*Image-grounded pointing data*.
━━━━━━━━━━━━━━━━━━━━
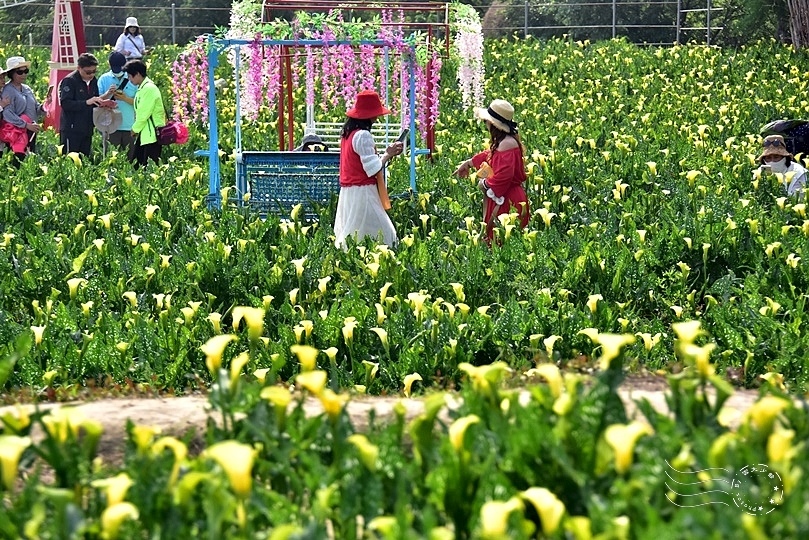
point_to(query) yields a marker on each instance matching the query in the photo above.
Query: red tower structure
(67, 44)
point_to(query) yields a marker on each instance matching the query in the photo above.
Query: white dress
(359, 208)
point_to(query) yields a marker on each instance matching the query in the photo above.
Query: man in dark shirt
(78, 95)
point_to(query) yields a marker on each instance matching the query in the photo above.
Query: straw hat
(774, 145)
(500, 113)
(107, 120)
(368, 105)
(15, 62)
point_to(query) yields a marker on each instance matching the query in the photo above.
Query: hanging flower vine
(468, 47)
(333, 74)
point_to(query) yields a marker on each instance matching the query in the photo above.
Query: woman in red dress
(503, 186)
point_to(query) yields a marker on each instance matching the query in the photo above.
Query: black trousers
(75, 141)
(140, 154)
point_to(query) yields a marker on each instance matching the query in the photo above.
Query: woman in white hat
(130, 43)
(778, 160)
(4, 102)
(23, 110)
(502, 186)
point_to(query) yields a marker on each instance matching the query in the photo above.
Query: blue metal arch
(217, 46)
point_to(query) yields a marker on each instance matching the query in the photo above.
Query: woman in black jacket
(78, 94)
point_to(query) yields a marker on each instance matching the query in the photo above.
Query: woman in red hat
(363, 201)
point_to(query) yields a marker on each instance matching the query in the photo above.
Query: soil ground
(177, 415)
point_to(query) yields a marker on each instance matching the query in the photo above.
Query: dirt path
(176, 415)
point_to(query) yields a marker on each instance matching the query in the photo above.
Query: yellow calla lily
(333, 403)
(11, 450)
(213, 349)
(313, 381)
(254, 317)
(307, 356)
(494, 517)
(458, 429)
(622, 439)
(547, 505)
(114, 516)
(762, 414)
(409, 380)
(550, 373)
(236, 459)
(115, 488)
(369, 453)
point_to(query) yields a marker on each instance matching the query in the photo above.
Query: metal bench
(329, 132)
(277, 181)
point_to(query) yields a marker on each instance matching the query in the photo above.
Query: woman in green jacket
(149, 115)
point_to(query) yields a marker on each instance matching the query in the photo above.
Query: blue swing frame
(215, 48)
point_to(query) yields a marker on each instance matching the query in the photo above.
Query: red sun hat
(368, 105)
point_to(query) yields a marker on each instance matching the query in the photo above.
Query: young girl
(360, 208)
(502, 188)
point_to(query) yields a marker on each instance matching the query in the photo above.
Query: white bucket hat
(15, 62)
(500, 113)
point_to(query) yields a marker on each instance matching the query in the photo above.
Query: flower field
(651, 245)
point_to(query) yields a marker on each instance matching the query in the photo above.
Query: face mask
(779, 166)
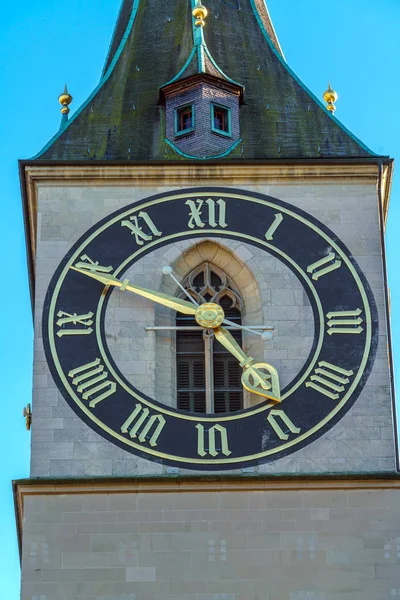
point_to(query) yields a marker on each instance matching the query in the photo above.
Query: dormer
(201, 103)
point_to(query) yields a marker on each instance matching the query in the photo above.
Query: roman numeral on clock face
(269, 234)
(278, 419)
(143, 426)
(207, 212)
(324, 266)
(82, 323)
(91, 380)
(212, 441)
(329, 379)
(142, 227)
(87, 264)
(344, 321)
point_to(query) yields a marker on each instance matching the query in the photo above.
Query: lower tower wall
(210, 539)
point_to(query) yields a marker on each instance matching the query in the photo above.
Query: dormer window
(221, 119)
(184, 119)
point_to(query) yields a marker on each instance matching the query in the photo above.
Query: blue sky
(352, 43)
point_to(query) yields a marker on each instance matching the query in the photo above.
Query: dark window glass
(221, 119)
(228, 391)
(184, 118)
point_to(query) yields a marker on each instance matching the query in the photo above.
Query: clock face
(76, 331)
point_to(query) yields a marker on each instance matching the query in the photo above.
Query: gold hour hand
(259, 378)
(175, 303)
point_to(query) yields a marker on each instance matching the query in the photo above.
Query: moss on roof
(122, 119)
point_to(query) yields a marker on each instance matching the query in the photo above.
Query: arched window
(208, 376)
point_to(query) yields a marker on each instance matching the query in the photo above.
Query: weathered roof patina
(123, 119)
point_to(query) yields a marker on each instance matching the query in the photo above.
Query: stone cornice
(25, 488)
(185, 174)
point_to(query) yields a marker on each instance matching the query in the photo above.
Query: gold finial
(199, 12)
(27, 413)
(65, 100)
(330, 97)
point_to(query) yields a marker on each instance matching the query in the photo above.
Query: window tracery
(208, 376)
━━━━━━━━━━━━━━━━━━━━
*Work task*.
Would you give the entries above again verbatim, omitting the images they contain?

*Task answer*.
point_to(query) yields a marker on each instance matching the query in the photo above.
Query: red tower structure
(67, 44)
point_to(query) yields a marker on each instance matching the query in the photo above.
Query: white dress
(359, 208)
point_to(query) yields a marker on each instance matching the query in the photo above.
Query: man in dark shirt
(78, 95)
point_to(query) yields a marker on each instance matching the query in the photo above.
Query: straw hat
(774, 145)
(500, 113)
(107, 120)
(368, 105)
(15, 62)
point_to(query) yields a marker on each instance matching the query in the photo above.
Query: hanging flower vine
(468, 47)
(333, 74)
point_to(query) yields a marker on each instance matching the query in the photo above.
Query: woman in red dress
(503, 186)
point_to(query) yields a marker on each instance matching the query in the photo above.
Query: black trousers
(75, 141)
(140, 154)
point_to(query) yields a marker on each instance matching the query in the photo above.
Query: woman in white hat
(130, 43)
(778, 160)
(4, 102)
(23, 110)
(502, 186)
point_to(query) yields a marker on each instance matching the query in the photo above.
Query: blue metal arch
(217, 46)
point_to(query) yields a marker on each instance matching the query in the photo above.
Query: woman in black jacket
(78, 94)
point_to(query) yields a marker on each instance matching the query in the photo above.
Query: woman in red hat
(363, 201)
point_to(query) yields a marker on each instance matching the query in the photo above.
Query: soil ground
(177, 415)
point_to(query) yields a marker on each instance matching the query in the photo above.
Query: dirt path
(176, 415)
point_to(query) yields a marker on each instance matching the query in the photo above.
Query: yellow calla lily
(333, 403)
(11, 450)
(213, 349)
(313, 381)
(254, 317)
(307, 356)
(494, 517)
(458, 429)
(622, 439)
(547, 505)
(114, 516)
(762, 414)
(409, 380)
(550, 373)
(236, 459)
(115, 488)
(369, 453)
point_to(query) yields a marker on each instance matching the query in the photo above.
Query: metal bench
(329, 132)
(277, 181)
point_to(query) yields a marker on each instance matching the query in the photo above.
Query: woman in green jacket
(149, 115)
point_to(query) yields a marker on each instance matching the query in the photo above.
Query: blue swing frame
(215, 48)
point_to(query) yields a marker on each instance matching the query in the photo above.
Query: red sun hat
(368, 105)
point_to(query) yields a marker on each instance matching the query in the photo above.
Query: young girl
(360, 208)
(502, 188)
point_to(query) yields a marker on each instance matching the query in the photo above.
Query: white bucket hat
(15, 62)
(500, 113)
point_to(query) yields a marker on each instance matching the query in the photo above.
Query: flower field
(651, 245)
point_to(query) yields a marker on each instance matching the query in the photo above.
Query: face mask
(779, 166)
point_to(query) yields a marker on each instance matching the query in the photo above.
Query: dormer
(201, 103)
point_to(query) yields a marker on each instance matching the query in the photo above.
Query: roman numeral on clock face
(269, 234)
(278, 419)
(143, 426)
(207, 212)
(324, 266)
(82, 323)
(91, 380)
(212, 441)
(329, 379)
(142, 227)
(87, 264)
(344, 321)
point_to(query) yields a marker on each instance matching the query in the photo above.
Query: lower tower wall
(210, 539)
point_to(query) yields a marker on each instance matching the query in the photo above.
Query: dormer window
(221, 119)
(184, 119)
point_to(query) yields a marker on each instance matching the query in the photo above.
Query: blue sky
(352, 43)
point_to(query) yields a marker on each instance matching the query in the photo above.
Query: dark window glass
(221, 119)
(228, 391)
(184, 118)
point_to(query) yields a marker on each instance matching the query in the photo above.
Query: clock face
(76, 331)
point_to(query) yields a marker on each instance matching the query in the photo above.
Query: gold hour hand
(259, 378)
(175, 303)
point_to(query) yields a marker on each instance matching the query in the photo above.
Query: moss on roof
(122, 119)
point_to(query) yields a marker on each instance matching the query in the photo above.
Query: arched window
(208, 376)
point_to(query) yields a marker on each instance matching the query in the photo above.
Query: weathered roof patina
(123, 119)
point_to(query) yields a marker on each instance matching the query in the photo above.
Query: stone cornice
(25, 488)
(185, 174)
point_to(query) yields a marker on each instance matching the query in the photo above.
Query: gold finial
(199, 12)
(27, 413)
(65, 100)
(330, 97)
point_to(query) yields a marker on each instance matching the query in the photo above.
Query: window tracery
(208, 376)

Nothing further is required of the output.